_Selected text_.
+---+

By: Michael Feldman
Scientists at the Atos Quantum Laboratory say they have incorporated “quantum noise” into the workings of Quantum Learning Machine (QLM) platform the company offers to researchers.
Quantum noise is an attribute of systems that operates in the quantum realm, and in the case of quantum computers, this noise leads to unfortunate events like data loss and faulty qubit operation. As a result, quantum computing systems have to implement error correction mechanisms in hardware or software to correct the inevitable problems that occur during normal operation.
Atos’s rationale for modeling this noise in QLM is to enable quantum computing researchers to develop and test algorithms in a more realistic environment, including simulating different types of qubit hardware with varying noise profiles. According to the press release, the platform has been upgraded with “advanced quantum hardware modeling capabilities such as physics-based realistic qubit noise simulation and optimization of quantum software for real quantum processors.”
From the sound of that, Atos has managed to implement this in software, rather than changing the underlying hardware of the platform, which appears to be pretty standard. The company’s QLM brochure states the appliance has “a specific hardware infrastructure, with large in-memory capacity,” and promises a dedicated hardware accelerator will soon be available. The “Intel Xeon Inside” logo on the QLM introductory text on the website implies the machine is powered by Xeon processors.

+---+

_Dataset extract_.
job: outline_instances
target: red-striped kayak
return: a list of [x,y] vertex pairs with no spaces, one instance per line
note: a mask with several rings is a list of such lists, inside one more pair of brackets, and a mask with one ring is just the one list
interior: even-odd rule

+---+

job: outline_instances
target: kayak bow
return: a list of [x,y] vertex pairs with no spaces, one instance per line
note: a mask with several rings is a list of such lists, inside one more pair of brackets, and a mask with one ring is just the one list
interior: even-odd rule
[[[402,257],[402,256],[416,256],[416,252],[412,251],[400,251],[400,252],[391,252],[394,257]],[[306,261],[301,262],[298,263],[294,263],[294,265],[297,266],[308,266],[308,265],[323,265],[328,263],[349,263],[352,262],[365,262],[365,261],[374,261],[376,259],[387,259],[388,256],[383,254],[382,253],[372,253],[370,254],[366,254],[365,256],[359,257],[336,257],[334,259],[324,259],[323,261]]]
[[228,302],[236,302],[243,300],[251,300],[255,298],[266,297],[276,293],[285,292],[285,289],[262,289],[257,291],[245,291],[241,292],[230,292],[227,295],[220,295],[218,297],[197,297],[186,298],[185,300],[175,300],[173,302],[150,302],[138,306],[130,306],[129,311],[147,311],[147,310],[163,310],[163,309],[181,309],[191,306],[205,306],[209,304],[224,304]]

+---+

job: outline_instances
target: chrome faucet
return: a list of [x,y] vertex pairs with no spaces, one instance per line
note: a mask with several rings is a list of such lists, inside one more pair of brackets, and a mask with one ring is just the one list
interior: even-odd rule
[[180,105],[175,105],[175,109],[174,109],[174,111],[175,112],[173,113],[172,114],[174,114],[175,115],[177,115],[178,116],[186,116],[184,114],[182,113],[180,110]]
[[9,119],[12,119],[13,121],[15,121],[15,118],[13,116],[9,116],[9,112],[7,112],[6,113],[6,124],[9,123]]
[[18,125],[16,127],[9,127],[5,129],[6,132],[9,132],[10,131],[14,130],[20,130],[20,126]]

+---+

_Exercise set_.
[1] In the article on Atos's Quantum Learning Machine, what problems does quantum noise cause in quantum computers?
[2] List every Atos document or piece of published material that the article on Atos's Quantum Learning Machine quotes or refers to.
[3] Restate the paragraph beginning "Atos's rationale for modeling this noise" from the article on Atos's Quantum Learning Machine as a short bulleted list that keeps its main facts.

_Per-task answers_.
[1] Quantum noise leads to data loss and faulty qubit operation.

[2]
- The press release
- The company's QLM brochure
- The QLM introductory text on the website, which carries the "Intel Xeon Inside" logo

[3]
- Atos models quantum noise in QLM so that quantum computing researchers can develop and test algorithms in a more realistic environment.
- Researchers can also simulate different types of qubit hardware with varying noise profiles.
- According to the press release, the platform now has advanced quantum hardware modeling capabilities:
  - physics-based realistic qubit noise simulation
  - optimization of quantum software for real quantum processors